:: INFORMATION PROVIDED ::

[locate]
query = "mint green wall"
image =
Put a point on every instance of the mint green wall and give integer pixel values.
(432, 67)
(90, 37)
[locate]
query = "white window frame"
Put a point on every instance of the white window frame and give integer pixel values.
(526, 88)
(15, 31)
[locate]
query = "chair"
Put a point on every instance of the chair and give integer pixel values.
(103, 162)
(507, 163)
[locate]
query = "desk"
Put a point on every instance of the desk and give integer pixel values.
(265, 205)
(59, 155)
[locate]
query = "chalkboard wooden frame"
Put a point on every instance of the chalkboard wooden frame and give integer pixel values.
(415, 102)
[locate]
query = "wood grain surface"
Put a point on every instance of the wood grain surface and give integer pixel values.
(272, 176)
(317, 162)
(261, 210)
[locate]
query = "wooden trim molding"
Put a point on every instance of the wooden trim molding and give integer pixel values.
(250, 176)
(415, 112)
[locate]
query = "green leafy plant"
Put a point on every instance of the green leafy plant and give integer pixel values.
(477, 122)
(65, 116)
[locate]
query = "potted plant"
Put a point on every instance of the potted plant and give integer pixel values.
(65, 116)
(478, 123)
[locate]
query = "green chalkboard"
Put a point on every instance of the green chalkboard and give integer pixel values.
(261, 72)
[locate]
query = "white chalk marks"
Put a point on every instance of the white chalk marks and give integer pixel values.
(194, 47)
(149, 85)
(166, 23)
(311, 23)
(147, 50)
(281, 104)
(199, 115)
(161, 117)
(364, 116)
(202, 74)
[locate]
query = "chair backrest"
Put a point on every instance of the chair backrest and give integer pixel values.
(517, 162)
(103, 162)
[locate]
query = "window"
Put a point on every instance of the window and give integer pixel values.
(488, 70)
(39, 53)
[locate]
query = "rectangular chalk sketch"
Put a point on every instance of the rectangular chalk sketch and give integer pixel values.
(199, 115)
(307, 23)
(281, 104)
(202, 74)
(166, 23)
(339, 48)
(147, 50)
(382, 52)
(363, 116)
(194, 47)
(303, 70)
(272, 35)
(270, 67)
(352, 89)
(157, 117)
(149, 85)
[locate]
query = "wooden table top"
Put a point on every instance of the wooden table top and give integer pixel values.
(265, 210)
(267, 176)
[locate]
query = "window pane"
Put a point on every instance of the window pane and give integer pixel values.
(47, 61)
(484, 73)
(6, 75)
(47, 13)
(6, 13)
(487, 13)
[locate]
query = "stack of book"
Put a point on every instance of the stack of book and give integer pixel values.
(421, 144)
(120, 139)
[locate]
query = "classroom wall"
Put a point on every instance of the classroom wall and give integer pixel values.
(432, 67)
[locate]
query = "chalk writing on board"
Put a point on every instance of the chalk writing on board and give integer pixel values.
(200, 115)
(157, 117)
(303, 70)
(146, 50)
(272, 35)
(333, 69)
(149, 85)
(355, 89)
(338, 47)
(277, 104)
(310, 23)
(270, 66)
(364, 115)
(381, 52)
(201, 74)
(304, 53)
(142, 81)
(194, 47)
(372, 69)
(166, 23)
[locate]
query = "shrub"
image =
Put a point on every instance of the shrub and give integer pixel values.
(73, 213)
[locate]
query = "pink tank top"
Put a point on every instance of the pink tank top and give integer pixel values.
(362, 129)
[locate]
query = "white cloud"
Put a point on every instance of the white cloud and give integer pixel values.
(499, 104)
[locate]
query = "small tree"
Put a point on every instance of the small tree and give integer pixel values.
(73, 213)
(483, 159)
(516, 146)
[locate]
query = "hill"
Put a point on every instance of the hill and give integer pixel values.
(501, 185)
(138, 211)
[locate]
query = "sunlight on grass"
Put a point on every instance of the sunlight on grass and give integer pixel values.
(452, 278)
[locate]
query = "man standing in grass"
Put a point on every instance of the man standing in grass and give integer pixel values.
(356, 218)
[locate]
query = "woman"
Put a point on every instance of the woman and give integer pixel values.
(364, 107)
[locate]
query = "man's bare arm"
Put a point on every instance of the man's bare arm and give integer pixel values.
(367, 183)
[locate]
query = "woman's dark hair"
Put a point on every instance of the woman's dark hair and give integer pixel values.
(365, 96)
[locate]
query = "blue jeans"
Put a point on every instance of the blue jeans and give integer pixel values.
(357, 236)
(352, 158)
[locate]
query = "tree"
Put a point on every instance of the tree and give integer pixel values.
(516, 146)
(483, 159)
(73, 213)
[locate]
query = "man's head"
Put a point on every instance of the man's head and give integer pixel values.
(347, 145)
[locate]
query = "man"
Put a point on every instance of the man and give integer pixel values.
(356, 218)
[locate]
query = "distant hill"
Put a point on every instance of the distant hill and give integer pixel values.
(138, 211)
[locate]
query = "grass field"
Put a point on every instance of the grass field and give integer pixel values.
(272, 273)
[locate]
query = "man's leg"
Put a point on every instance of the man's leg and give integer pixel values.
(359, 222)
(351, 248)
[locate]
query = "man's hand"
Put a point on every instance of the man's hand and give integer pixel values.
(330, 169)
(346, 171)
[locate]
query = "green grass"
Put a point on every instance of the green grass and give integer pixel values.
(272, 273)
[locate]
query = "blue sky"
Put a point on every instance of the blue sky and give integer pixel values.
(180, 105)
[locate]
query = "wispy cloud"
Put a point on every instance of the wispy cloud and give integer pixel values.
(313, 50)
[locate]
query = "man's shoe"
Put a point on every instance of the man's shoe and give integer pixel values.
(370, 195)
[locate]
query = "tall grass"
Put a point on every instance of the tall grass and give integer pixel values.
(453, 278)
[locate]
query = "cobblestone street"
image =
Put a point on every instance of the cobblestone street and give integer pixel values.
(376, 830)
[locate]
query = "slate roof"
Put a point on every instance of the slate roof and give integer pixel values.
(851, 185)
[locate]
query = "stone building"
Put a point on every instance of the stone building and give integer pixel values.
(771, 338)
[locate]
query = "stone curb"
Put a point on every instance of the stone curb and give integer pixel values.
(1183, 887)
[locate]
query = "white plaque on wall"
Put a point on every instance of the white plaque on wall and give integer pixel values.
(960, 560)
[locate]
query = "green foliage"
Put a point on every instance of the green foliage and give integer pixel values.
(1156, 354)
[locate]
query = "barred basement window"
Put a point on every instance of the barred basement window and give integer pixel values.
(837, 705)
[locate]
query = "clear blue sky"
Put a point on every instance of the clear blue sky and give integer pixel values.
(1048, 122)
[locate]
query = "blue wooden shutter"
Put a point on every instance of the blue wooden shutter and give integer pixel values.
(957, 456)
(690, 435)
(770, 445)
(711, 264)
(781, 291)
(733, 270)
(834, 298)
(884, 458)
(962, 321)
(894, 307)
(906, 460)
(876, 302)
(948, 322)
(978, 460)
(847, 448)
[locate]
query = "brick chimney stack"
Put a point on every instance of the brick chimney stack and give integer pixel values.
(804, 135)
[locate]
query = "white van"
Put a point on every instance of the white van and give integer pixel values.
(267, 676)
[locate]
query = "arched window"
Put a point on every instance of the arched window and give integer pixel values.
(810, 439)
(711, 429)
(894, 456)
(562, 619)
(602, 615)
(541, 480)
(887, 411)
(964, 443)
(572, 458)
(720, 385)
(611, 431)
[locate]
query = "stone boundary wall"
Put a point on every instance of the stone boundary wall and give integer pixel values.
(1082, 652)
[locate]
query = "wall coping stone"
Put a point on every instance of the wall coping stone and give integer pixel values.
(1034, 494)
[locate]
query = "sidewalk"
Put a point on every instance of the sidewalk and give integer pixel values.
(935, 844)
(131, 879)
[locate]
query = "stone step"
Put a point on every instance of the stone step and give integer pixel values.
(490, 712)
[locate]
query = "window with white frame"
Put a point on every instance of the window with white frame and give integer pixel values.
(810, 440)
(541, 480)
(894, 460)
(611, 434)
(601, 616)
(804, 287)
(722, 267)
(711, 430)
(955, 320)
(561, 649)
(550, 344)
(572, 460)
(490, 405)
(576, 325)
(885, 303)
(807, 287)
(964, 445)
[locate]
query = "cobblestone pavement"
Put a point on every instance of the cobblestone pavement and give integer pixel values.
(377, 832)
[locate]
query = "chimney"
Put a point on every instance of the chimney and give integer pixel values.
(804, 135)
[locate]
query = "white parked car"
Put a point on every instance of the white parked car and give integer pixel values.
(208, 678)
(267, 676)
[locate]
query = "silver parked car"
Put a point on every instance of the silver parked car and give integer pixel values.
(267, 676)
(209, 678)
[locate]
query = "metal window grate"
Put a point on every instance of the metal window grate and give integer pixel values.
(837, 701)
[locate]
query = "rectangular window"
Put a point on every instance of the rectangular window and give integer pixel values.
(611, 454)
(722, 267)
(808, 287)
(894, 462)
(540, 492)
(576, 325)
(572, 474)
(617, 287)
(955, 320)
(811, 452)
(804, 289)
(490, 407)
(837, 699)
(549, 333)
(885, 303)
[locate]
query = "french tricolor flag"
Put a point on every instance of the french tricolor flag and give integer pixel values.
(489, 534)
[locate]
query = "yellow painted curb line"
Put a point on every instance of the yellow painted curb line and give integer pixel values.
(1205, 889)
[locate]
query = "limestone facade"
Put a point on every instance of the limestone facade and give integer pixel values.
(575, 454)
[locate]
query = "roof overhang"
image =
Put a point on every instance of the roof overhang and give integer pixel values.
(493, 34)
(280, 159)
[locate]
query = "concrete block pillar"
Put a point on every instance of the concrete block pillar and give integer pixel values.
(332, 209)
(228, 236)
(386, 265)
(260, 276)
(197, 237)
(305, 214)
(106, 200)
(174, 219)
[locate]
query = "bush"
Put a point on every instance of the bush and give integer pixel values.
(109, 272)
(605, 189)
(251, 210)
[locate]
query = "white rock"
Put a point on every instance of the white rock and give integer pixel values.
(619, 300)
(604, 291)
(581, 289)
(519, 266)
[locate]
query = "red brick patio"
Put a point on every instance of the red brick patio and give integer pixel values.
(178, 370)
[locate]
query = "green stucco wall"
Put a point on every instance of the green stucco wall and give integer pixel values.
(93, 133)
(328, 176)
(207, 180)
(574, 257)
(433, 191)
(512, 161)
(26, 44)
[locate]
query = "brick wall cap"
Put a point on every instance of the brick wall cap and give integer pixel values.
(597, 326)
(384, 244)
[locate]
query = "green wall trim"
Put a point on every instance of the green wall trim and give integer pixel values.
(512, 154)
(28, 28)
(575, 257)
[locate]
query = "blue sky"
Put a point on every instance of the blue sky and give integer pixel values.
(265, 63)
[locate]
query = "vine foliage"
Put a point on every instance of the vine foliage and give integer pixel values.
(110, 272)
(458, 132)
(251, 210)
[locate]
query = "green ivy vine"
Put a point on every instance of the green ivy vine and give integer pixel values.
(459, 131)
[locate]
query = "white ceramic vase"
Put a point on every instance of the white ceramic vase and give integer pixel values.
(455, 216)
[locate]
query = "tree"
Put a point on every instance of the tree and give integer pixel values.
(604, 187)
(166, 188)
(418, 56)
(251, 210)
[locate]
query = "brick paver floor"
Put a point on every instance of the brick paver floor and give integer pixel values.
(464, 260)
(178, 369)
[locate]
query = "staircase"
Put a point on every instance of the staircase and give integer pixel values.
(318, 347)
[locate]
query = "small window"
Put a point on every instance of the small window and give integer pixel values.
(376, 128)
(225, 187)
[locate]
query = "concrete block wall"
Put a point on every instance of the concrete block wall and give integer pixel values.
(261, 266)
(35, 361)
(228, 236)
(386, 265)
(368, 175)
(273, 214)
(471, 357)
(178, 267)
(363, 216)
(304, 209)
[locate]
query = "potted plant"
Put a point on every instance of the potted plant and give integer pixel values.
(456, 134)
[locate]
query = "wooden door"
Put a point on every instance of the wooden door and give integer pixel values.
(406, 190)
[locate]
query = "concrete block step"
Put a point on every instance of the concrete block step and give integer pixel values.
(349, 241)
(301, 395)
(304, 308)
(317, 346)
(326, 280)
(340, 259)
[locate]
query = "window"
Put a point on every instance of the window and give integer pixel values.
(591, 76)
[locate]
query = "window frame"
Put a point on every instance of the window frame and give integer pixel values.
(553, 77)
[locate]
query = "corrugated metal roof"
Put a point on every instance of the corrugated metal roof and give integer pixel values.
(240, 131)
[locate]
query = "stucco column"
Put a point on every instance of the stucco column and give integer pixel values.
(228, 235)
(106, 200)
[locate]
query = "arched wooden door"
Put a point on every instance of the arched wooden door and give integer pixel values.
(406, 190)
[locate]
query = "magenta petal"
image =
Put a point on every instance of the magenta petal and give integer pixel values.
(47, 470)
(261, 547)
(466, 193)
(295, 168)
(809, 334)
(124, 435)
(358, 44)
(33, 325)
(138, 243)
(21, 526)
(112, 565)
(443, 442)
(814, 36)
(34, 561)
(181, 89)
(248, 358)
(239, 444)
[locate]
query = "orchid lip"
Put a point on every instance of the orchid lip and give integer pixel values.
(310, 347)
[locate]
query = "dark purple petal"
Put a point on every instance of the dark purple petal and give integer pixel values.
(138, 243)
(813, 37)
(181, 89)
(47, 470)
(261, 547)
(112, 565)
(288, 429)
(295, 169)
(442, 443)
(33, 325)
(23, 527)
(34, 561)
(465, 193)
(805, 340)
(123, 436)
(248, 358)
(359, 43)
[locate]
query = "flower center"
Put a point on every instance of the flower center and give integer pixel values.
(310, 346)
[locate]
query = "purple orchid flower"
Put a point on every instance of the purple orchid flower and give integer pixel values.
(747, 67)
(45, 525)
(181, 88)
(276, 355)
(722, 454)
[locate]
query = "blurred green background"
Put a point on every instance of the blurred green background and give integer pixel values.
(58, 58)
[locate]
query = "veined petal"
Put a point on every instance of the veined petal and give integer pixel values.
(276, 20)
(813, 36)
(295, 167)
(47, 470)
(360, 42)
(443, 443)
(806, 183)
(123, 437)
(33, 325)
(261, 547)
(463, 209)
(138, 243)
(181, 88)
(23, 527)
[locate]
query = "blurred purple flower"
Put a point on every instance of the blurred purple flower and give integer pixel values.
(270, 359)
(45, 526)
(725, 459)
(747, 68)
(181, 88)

:::

# THE PROBLEM:
List every line in the records above that contains the word "concrete".

# ANSWER TO THE PROBLEM:
query = "concrete block pillar"
Put a point on every instance of the concrete block pillar and give integer pixel values.
query = "concrete block wall"
Put a point on every instance of the concrete block wall and give integer pixel values.
query = "concrete block step"
Put a point on every instance of the concrete block step and give integer pixel values.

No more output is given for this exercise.